== Entries provided ==
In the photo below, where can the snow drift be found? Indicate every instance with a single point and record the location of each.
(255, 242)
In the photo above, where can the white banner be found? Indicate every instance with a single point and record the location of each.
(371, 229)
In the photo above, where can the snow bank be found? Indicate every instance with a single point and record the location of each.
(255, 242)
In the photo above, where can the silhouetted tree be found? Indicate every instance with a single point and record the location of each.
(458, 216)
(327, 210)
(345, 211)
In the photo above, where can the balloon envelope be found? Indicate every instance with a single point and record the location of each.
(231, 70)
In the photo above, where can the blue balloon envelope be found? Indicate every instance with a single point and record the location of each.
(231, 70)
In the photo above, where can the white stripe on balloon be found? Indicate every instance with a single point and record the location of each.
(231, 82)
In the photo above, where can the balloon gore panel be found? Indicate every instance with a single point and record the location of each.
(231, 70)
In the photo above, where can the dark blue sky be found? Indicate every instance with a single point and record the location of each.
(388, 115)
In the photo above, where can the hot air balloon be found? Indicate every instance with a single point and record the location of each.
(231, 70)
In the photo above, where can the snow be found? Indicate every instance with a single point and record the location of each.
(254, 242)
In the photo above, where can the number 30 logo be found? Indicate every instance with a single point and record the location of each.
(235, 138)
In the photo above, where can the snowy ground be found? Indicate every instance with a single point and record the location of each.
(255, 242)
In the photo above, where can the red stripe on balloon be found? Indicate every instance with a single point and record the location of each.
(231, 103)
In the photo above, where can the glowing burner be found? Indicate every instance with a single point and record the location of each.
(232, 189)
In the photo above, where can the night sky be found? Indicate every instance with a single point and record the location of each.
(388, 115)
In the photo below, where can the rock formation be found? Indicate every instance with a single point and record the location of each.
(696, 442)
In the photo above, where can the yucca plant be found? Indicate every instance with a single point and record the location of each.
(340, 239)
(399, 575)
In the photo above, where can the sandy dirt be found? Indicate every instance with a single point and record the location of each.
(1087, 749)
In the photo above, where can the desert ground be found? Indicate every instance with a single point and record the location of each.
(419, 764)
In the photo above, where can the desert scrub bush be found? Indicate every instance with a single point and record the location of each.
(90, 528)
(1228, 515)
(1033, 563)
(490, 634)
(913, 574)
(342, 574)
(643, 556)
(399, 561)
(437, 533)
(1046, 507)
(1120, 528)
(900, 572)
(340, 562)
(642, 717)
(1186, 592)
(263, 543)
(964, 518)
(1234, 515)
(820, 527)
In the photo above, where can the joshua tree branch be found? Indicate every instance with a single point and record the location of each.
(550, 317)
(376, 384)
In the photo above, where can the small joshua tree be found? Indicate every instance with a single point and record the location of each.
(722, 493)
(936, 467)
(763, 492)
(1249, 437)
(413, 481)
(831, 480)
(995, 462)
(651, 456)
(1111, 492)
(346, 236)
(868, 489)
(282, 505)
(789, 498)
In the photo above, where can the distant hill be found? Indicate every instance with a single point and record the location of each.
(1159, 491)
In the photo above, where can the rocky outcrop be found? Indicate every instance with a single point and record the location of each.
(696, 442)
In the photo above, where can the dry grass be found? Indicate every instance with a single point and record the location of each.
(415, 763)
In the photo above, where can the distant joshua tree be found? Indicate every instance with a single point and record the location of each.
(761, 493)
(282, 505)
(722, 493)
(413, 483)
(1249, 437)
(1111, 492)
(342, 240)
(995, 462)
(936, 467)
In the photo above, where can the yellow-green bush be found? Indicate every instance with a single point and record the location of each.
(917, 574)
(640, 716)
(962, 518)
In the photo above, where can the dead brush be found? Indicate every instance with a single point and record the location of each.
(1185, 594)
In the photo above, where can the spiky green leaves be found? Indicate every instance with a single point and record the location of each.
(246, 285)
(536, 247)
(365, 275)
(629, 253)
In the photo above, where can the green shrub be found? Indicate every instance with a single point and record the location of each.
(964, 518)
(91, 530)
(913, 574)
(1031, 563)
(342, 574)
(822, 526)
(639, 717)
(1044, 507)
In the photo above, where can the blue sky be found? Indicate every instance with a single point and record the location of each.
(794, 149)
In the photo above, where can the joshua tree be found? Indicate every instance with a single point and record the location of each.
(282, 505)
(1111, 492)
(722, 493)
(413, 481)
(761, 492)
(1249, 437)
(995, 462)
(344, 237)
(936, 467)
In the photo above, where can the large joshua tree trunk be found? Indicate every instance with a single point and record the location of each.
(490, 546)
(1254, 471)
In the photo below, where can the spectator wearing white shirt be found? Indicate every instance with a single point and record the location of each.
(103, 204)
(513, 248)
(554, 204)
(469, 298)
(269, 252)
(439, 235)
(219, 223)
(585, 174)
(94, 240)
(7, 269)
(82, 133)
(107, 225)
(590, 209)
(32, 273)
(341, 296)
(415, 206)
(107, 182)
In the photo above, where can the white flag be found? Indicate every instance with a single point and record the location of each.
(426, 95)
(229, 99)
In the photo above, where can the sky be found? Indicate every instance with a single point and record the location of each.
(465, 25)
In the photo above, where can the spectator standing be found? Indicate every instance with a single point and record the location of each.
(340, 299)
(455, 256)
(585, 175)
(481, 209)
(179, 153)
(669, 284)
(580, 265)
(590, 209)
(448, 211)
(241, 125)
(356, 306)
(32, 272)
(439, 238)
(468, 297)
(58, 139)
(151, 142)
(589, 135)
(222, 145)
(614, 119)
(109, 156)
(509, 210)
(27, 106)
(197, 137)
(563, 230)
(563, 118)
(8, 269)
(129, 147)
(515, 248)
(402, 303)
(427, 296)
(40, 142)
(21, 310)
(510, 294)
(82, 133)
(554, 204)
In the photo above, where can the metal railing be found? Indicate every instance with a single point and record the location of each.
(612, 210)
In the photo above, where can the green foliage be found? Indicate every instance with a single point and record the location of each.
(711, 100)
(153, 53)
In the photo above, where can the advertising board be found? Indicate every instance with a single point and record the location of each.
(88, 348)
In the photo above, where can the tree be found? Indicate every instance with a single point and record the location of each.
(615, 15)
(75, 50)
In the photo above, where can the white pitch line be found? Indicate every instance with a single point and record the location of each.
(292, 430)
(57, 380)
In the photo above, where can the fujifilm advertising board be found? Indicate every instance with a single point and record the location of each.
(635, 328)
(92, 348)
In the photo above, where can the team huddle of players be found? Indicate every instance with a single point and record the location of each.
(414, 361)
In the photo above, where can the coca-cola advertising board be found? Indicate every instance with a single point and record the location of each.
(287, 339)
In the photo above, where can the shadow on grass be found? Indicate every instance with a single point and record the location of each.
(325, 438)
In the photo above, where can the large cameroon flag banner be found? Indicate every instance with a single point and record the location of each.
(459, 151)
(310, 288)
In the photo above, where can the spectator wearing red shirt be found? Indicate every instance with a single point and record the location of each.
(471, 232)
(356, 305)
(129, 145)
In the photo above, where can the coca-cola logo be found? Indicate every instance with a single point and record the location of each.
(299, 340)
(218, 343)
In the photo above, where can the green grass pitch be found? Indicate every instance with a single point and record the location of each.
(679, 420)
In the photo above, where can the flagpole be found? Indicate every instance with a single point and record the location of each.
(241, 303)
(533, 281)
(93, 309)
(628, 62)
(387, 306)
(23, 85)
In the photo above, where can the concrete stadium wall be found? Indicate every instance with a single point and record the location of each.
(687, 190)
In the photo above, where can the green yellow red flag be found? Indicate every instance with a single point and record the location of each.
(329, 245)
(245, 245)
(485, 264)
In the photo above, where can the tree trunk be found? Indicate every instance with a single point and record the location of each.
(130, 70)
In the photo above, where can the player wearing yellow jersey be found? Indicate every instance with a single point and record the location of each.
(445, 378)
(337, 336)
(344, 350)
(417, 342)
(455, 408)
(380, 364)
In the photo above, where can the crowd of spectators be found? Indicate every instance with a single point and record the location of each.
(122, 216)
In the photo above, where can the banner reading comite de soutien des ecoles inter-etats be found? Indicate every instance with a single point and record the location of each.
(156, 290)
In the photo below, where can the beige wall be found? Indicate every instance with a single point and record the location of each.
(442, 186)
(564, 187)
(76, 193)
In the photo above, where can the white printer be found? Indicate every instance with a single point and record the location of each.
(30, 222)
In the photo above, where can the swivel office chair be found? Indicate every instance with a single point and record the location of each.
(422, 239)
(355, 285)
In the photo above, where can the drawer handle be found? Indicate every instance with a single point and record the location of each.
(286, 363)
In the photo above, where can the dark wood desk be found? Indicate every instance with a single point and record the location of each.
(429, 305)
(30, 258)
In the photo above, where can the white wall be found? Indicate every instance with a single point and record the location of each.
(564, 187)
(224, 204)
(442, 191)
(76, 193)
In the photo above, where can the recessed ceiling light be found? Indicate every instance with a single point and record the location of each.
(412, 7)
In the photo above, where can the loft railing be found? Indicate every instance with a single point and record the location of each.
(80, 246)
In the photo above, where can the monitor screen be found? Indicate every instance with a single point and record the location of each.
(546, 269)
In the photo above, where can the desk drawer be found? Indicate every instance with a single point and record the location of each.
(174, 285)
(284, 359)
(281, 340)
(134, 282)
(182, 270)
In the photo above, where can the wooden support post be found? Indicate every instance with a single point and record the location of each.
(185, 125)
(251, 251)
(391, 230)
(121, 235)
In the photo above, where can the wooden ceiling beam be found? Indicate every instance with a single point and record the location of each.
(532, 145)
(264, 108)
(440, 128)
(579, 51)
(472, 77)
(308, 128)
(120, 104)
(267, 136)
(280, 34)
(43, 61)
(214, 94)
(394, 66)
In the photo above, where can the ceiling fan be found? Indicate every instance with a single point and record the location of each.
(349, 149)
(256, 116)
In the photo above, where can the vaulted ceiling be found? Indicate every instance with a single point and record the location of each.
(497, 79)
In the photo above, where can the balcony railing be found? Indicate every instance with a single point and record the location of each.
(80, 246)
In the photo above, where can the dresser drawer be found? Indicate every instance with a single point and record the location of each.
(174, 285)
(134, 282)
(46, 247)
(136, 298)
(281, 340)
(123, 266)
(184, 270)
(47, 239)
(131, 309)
===
*The problem*
From the data above, take the lines between the one containing "In the photo above, where can the hot" and the one containing "(1087, 749)", inclusive. Give them as a JSON list of strings, one string per line, and leave out any blank lines.

*Exercise response*
[
  "In the photo above, where can the hot air balloon be found? Indicate every instance with a single point and record the location of each.",
  "(231, 70)",
  "In the photo above, where can the snow be found? Indicate every instance with a single point and record the location of each.",
  "(254, 242)",
  "In the photo above, where can the number 30 logo be found? Indicate every instance with a single point and record the location of each.",
  "(235, 138)",
  "In the photo above, where can the snowy ground be found? Indicate every instance with a single point and record the location of each.",
  "(255, 242)",
  "In the photo above, where can the red stripe on balloon be found? Indicate every instance with a single point and record the location of each.",
  "(231, 103)",
  "In the photo above, where can the glowing burner be found? Indicate every instance with a single point and record the location of each.",
  "(232, 189)",
  "In the photo above, where can the night sky be found? Indicate every instance with a single point and record the location of each.",
  "(388, 115)",
  "In the photo below, where can the rock formation be found? Indicate every instance with a single point and record the location of each.",
  "(696, 442)",
  "In the photo above, where can the yucca plant be found? Indicate every instance with a single point and record the location of each.",
  "(340, 239)",
  "(399, 575)",
  "In the photo above, where can the sandy dirt be found? Indicate every instance with a single point and record the location of each.",
  "(1087, 749)"
]